--- begin Supplied data ---

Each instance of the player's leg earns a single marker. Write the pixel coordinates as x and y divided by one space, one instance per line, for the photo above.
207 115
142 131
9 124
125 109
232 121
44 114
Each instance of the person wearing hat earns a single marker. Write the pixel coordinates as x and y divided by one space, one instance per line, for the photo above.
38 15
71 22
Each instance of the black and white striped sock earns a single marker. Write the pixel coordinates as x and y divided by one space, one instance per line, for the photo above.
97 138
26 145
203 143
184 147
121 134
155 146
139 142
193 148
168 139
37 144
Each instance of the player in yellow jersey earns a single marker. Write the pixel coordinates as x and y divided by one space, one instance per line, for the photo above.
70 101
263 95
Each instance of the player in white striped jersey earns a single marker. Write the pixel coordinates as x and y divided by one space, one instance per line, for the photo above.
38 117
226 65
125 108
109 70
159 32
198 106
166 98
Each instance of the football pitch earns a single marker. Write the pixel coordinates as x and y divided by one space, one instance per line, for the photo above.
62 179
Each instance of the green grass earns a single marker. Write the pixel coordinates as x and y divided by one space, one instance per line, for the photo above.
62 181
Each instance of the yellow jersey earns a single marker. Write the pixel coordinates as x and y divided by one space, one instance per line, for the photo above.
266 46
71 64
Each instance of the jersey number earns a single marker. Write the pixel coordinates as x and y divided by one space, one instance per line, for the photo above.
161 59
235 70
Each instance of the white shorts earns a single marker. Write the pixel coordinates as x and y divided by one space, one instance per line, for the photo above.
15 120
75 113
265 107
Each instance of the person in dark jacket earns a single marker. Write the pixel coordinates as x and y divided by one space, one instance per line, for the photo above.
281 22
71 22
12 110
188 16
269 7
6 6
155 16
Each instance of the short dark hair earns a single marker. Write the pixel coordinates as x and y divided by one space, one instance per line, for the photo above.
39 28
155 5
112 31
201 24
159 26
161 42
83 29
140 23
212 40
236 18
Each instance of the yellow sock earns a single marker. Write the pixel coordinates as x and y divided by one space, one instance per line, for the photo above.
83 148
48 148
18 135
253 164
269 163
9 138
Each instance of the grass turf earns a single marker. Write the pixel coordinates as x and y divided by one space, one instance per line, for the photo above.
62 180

--- end Supplied data ---
--- begin Supplied data ---

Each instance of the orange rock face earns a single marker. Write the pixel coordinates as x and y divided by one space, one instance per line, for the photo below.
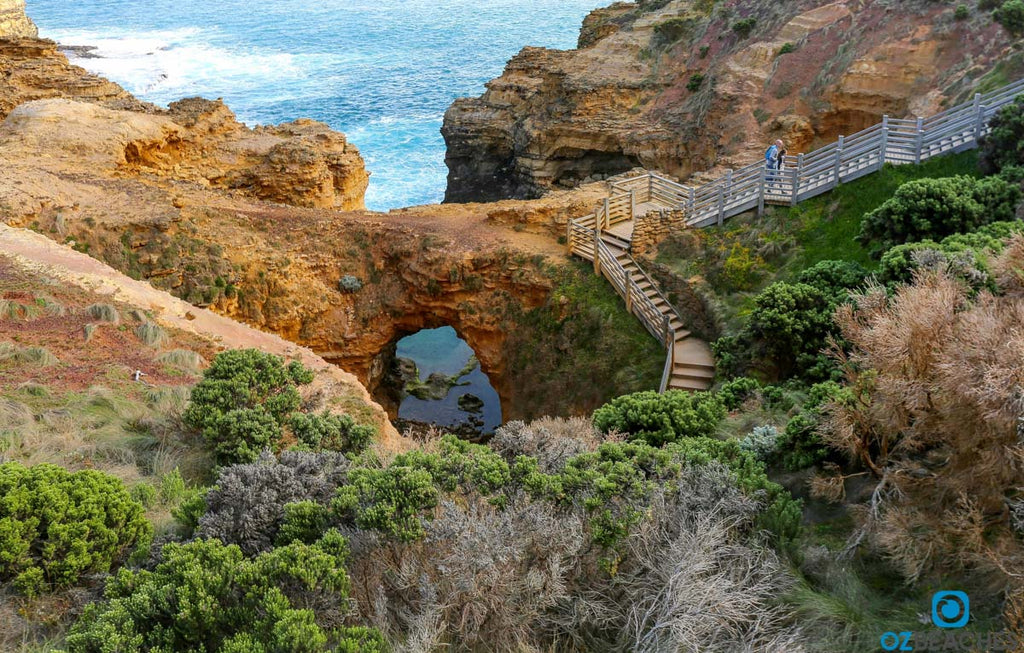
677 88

--- end Supplied data ---

Locate every line in the records that contains the word "yellow", matching case exactly, and copy each such line in full.

Worked answer -
Each instance of the player in yellow jersey earns a single marker. Write the pixel coordinates as x and y divided by one space, one instance per line, for the photo above.
Each instance of the yellow jersey earns a single marker. Write the pixel coordinates as x and y divided by one space, one instance per line, for the photo above.
Each instance of the yellow sock earns a single marker. Write the pixel coordinates as x and y divided by one space, one instance per line, for the photo above.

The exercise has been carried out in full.